[LESETEXT]
Doch von vorne: Mit Christian Funk, Kevin Thiel, Veronika Riedl und Helena Lenn stehen vier junge Darsteller*innen auf den Brettern, die die Welt bedeuten, die alle noch unter 30 und teilweise gerade erst mit der Musicalausbildung fertig sind. Dies fällt jedoch wenig ins Gewicht, da sich alle vier wirklich von Sekunde eins bis zum Ende der Show bemühen und sich in einigen Momenten die Seele aus dem Leib schreien. Womit wir auch schon bei einem Kritikpunkt wären: wer steht da denn am Mischpult? Niemand? Gerade bei den lauteren Songs sind oftmals die Mikrofone zu leise und viele Parts nicht richtig hörbar. Von ein paar netten Halleffekten, die den Darsteller*innen positiv zukommen würden, wurde leider auch noch nicht viel gehört. Auch in einer Stadthalle und mit dem angebotenen Equipment könnte so etwas besser klingen. Schade.

[AUFGABE A]
Beantworte zur Musicalkritik folgende Fragen:
(i) Wie viele junge Darsteller*innen stehen auf der Bühne?
(ii) Bei welchen Songs sind die Mikrofone oftmals zu leise?
(iii) Von welchen Effekten wurde laut der Kritik noch nicht viel gehört?
[AUFGABE B] Führe die Musicalkritik nach ihrem letzten Satz weiter.

[DATENABSCHNITT]
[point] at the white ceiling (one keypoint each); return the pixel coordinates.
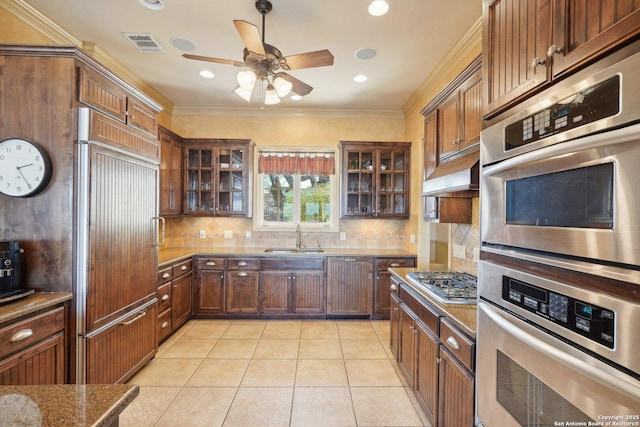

[SCHRIFTLICHE ANTWORT A]
(i) Vier: Christian Funk, Kevin Thiel, Veronika Riedl und Helena Lenn.
(ii) Bei den lauteren Songs.
(iii) Von Halleffekten.

[SCHRIFTLICHE ANTWORT B]
Die größten Musical-Hits aller Zeiten ist selbstverständlich ein reißerischer Titel, aber auch ein waghalsiger. Was genau sind denn „die Größten“? Die beliebtesten und bekanntesten? Die Titelsongs aus den Musicals mit den meisten Zuschauern? Broadway Nights wählt hier eine gute Mischung, die jedem gefallen sollte. Von den gerade in Deutschland bekannten Klassikern gibt es Das Phantom der Oper („Die Musik der Nacht“), Grease („Grease Megamix“), Der König der Löwen („Der ewige Kreis“), Tarzan („Dir gehört mein Herz“), The Rocky Horror Show („The Time Warp“), Tanz der Vampire („Totale Finsternis“), Elisabeth („Ich gehör‘ nur mir“), Mamma Mia („Mamma Mia“) oder auch Dirty Dancing („I’ve Had The Time Of My Life“). Eben Showstopper am laufenden Band, was auch genau richtig so ist. Obendrauf wagt Broadway Nights den Blick in etwas unbekanntere Richtungen und zeigt Titel aus Hinterm Horizont („Hinterm Horizont geht’s weiter“) oder Der Glöckner von Notre Dame („Draußen“), guckt auf die Anfänge des Musicals mit Cabaret („Cabaret“) und sogar auf Stücke, die hier noch gar nicht liefen, wie Beetlejuice („Dead Mom“) oder Hamilton („You’ll Be Back“). A Star Is Born („Shallow“) und Greatest Showman („From Now On“, „This Is Me“) gibt es zwar bisher noch nicht als Bühnenstücke, haben aber durch ihre jüngst vergangenen Blockbusterperfomances im Kino auch ihre Daseinsberechtigung. Außer Das Phantom der Oper wird jedoch auf Andrew Lloyd Webber-Stücke gänzlich verzichtet, womit Starlight Express oder Cats komplett wegfallen, welche immer noch zu den wichtigsten in Deutschland gehören, aber das ist wohl zu verschmerzen.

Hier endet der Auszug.